■ Problem requirements
Using the listing below, report each line holding the string "Could".

■ Source data
↓

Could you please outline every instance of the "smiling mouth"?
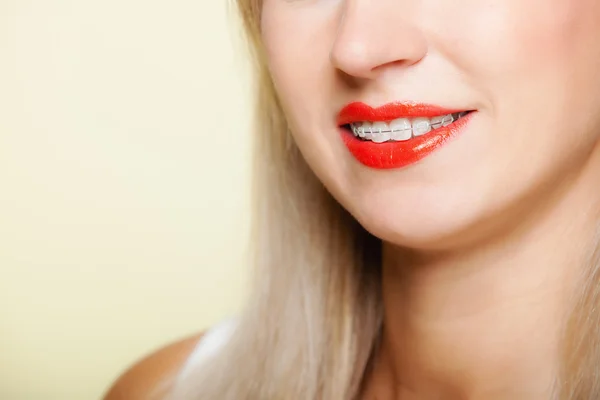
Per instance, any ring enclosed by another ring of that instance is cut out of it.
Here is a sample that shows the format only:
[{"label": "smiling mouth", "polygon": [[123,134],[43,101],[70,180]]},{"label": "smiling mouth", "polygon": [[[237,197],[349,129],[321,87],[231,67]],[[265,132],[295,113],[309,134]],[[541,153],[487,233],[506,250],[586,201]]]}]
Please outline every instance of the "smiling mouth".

↑
↓

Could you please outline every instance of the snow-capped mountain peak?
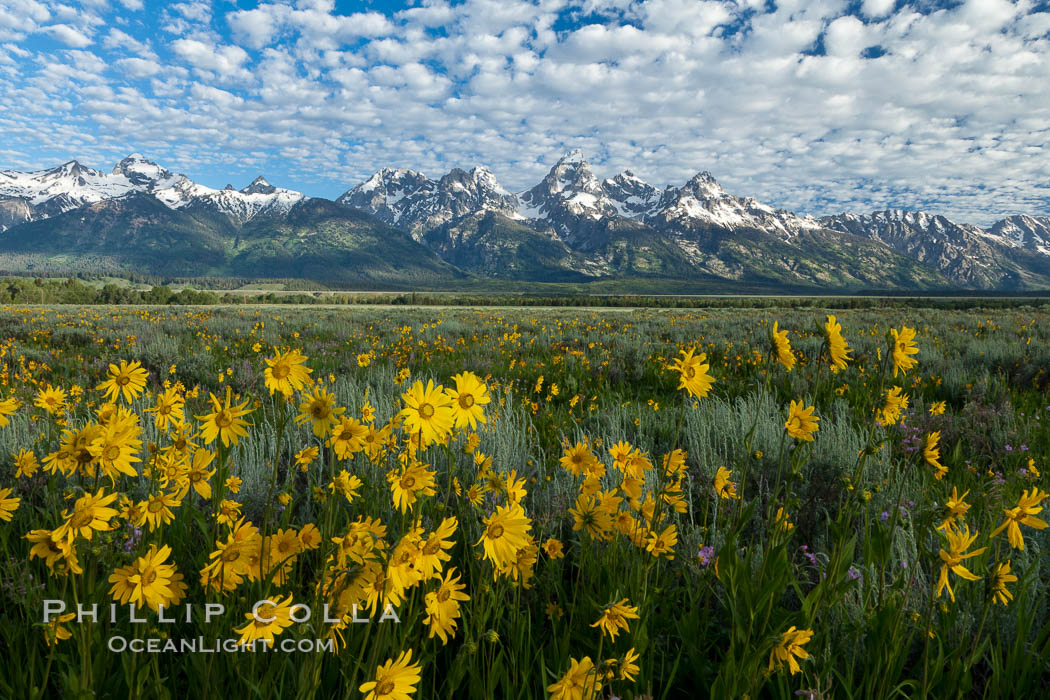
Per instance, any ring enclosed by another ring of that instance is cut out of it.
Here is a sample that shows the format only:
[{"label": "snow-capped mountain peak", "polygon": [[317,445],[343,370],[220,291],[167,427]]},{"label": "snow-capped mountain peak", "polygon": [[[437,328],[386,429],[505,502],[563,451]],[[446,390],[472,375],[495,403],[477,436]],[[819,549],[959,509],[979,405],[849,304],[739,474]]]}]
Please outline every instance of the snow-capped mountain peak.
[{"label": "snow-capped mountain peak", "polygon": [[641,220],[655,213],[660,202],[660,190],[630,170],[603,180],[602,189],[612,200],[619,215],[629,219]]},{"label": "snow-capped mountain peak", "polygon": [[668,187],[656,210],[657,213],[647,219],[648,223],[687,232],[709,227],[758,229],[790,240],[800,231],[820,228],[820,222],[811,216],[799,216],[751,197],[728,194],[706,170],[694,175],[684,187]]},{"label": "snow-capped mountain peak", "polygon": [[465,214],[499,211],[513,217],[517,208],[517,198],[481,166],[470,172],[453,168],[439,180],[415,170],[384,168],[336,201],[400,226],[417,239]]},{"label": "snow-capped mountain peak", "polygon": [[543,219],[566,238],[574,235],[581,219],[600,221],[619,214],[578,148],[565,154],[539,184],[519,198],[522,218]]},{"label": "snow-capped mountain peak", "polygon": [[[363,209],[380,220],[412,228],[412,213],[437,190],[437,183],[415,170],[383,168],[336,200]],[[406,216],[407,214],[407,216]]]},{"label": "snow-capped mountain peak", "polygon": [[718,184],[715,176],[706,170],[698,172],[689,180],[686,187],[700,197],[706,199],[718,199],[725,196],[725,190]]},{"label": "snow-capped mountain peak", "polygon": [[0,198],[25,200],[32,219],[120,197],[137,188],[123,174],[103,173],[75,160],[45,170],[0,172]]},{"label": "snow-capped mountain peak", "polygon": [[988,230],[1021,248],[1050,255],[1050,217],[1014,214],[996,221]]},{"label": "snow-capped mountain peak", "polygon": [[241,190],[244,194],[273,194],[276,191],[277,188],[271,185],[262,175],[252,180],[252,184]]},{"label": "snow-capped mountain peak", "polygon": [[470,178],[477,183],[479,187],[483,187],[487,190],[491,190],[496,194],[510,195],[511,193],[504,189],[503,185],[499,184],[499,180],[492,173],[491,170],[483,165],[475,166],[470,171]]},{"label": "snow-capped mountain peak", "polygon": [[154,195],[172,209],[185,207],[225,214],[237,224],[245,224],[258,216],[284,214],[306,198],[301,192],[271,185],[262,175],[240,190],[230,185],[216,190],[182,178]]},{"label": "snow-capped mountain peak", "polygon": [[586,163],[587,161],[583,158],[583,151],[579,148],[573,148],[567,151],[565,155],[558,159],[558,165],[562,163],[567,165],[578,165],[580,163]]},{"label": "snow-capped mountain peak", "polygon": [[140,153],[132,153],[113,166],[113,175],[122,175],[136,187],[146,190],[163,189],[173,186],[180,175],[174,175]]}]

↑
↓

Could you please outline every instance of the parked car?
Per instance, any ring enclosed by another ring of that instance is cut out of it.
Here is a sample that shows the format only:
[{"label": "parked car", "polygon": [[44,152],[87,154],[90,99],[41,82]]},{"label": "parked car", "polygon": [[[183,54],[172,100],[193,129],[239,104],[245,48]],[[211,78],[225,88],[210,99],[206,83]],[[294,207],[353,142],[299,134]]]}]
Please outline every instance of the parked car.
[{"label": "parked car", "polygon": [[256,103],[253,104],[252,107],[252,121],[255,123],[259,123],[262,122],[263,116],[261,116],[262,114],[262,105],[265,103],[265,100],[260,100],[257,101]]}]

↑

■ Exercise response
Could you please outline every instance of the "smiling mouth"?
Could you please outline every instance of the snow-capped mountain peak?
Could you please outline every instance of the parked car?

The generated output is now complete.